Pull out every line in the items below that contains the string "phrase", and note that case counts.

- DATA SECTION -
────────────────

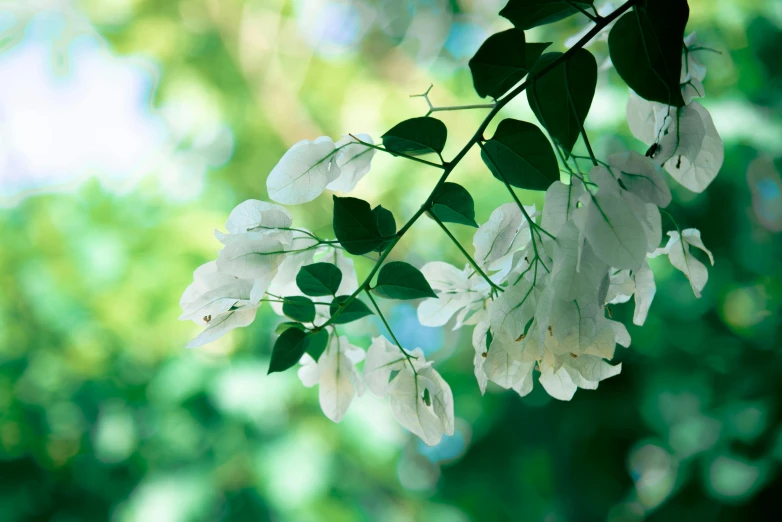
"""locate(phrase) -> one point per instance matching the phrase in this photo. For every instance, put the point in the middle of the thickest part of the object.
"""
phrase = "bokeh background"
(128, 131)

────────────────

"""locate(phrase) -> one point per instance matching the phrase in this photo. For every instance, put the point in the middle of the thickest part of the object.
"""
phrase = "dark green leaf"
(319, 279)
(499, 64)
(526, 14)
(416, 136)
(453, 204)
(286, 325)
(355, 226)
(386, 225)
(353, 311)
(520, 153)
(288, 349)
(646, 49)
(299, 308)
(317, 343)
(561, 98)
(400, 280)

────────────────

- SOLUTION -
"""locate(phrase) -> one point per instance matching the phrase in this photo. For every instance, put the point in the middle of the thickest part of the object.
phrase = "bokeh background"
"""locate(phrase) -> one point per instance matching the phrase in this photo. For every instance, put the point in the middle of the thickest part of the object.
phrase = "dark green leaf"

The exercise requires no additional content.